----- Records for this exercise -----
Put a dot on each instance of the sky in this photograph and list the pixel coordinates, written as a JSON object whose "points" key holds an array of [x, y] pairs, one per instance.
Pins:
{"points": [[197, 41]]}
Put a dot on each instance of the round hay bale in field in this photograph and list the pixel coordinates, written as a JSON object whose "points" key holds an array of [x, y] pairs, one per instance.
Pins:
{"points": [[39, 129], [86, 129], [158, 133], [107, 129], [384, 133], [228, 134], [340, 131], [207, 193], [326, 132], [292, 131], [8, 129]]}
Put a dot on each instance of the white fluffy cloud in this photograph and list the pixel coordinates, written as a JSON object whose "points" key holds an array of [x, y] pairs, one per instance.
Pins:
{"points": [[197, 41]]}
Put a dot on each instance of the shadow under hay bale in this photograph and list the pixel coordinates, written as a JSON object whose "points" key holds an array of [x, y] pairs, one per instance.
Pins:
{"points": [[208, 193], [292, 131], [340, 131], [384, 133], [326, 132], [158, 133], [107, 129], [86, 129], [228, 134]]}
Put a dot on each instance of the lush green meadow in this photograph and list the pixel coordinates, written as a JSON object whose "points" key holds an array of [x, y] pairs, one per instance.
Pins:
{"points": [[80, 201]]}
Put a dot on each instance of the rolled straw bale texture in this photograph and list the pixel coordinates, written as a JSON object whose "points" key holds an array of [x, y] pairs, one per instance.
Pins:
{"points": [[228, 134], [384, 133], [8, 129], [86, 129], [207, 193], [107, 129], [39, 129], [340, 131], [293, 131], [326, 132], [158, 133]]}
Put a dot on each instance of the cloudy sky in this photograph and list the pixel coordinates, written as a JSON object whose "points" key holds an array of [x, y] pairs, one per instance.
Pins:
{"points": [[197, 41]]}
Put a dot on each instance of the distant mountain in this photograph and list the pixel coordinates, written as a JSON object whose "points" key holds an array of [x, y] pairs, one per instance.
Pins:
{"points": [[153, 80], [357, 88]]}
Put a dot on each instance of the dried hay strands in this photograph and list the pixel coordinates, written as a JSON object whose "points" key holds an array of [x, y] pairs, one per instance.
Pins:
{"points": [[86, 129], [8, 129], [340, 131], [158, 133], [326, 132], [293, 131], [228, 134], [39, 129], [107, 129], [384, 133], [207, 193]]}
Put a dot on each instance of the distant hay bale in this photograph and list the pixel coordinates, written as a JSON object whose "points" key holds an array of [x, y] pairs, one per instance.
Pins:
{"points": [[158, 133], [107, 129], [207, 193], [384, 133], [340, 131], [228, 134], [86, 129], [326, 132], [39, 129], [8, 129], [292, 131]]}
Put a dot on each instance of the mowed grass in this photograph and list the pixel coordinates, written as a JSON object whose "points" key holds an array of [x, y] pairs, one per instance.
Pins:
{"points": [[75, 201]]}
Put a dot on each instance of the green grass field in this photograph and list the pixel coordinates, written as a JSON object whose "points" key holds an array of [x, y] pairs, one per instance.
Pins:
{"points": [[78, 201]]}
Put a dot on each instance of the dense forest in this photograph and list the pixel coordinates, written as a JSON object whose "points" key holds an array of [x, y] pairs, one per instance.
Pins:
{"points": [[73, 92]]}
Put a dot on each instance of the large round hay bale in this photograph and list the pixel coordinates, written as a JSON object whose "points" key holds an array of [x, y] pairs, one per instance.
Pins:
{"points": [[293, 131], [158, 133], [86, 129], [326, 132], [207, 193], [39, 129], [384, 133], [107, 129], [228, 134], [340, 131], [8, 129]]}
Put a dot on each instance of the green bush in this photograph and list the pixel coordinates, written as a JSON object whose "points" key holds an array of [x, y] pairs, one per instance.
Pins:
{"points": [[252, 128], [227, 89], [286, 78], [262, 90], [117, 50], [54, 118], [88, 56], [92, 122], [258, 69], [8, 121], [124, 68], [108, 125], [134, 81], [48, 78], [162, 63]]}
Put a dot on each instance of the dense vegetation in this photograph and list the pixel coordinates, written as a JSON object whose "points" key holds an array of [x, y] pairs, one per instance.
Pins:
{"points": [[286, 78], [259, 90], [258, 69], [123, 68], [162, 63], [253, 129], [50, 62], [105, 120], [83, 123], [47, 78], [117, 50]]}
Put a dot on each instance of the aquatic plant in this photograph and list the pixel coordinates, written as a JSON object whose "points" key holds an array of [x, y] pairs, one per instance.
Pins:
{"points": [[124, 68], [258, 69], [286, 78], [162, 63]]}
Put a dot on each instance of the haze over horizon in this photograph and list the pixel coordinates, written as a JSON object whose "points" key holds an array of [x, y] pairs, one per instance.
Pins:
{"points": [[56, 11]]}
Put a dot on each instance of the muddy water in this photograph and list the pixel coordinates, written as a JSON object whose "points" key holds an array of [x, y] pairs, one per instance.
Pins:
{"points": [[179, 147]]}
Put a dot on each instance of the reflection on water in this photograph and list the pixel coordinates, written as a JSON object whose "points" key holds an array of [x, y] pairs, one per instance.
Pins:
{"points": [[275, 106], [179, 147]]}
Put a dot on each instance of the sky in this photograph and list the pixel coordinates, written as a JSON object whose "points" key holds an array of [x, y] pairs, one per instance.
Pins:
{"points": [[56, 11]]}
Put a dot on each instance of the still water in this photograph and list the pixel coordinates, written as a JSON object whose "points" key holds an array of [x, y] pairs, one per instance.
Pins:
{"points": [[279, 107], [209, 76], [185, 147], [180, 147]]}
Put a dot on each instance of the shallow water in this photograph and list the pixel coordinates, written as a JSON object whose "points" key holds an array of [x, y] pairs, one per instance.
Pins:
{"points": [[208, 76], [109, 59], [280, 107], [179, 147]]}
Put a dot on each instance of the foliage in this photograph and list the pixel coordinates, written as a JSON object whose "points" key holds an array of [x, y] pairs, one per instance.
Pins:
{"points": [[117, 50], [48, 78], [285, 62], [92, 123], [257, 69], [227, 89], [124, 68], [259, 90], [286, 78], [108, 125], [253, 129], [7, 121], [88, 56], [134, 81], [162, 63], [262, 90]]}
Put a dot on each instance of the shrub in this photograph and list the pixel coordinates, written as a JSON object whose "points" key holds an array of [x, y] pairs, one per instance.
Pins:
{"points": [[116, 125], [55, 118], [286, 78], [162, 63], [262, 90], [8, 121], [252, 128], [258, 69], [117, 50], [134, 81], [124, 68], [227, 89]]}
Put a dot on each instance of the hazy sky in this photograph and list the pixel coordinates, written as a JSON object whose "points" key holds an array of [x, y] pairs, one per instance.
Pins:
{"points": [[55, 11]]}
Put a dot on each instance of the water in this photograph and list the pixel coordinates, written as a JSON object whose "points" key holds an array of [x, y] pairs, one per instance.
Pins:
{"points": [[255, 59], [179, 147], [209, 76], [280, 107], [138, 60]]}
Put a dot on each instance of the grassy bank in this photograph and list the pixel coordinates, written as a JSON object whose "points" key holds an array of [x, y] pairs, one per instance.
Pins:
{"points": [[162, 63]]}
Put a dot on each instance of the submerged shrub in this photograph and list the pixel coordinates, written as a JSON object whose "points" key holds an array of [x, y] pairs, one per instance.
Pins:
-----
**Your instructions:** Lines from the one containing "Put a dot on each instance of the hazy" through the final line are to be given again verbatim, with nothing before or after.

**Finished exercise:**
Put a dot on each instance of the hazy sky in this photograph and list the pixel coordinates, written as a JSON object whose "points" key holds an array of [x, y] pairs, one per instance.
Pins:
{"points": [[55, 11]]}
Put a dot on each instance of the water in this photograph and list the pixel coordinates, written as a JSON object whose "points" key holds an array of [x, y] pairs, one per instance.
Pins:
{"points": [[255, 59], [179, 147], [209, 76], [280, 107], [138, 60]]}
Put a dot on each instance of the grassy bank in this photograph and list the pixel coordinates, written as a JSON object whose "points" key holds an array of [x, y] pairs, one per instance.
Pins:
{"points": [[162, 63]]}
Put a dot on each instance of the submerged shrub in this photograph and list the pixel coordinates, written as a JSON object whose "points" key holds an array of [x, y] pairs, one per instance.
Pins:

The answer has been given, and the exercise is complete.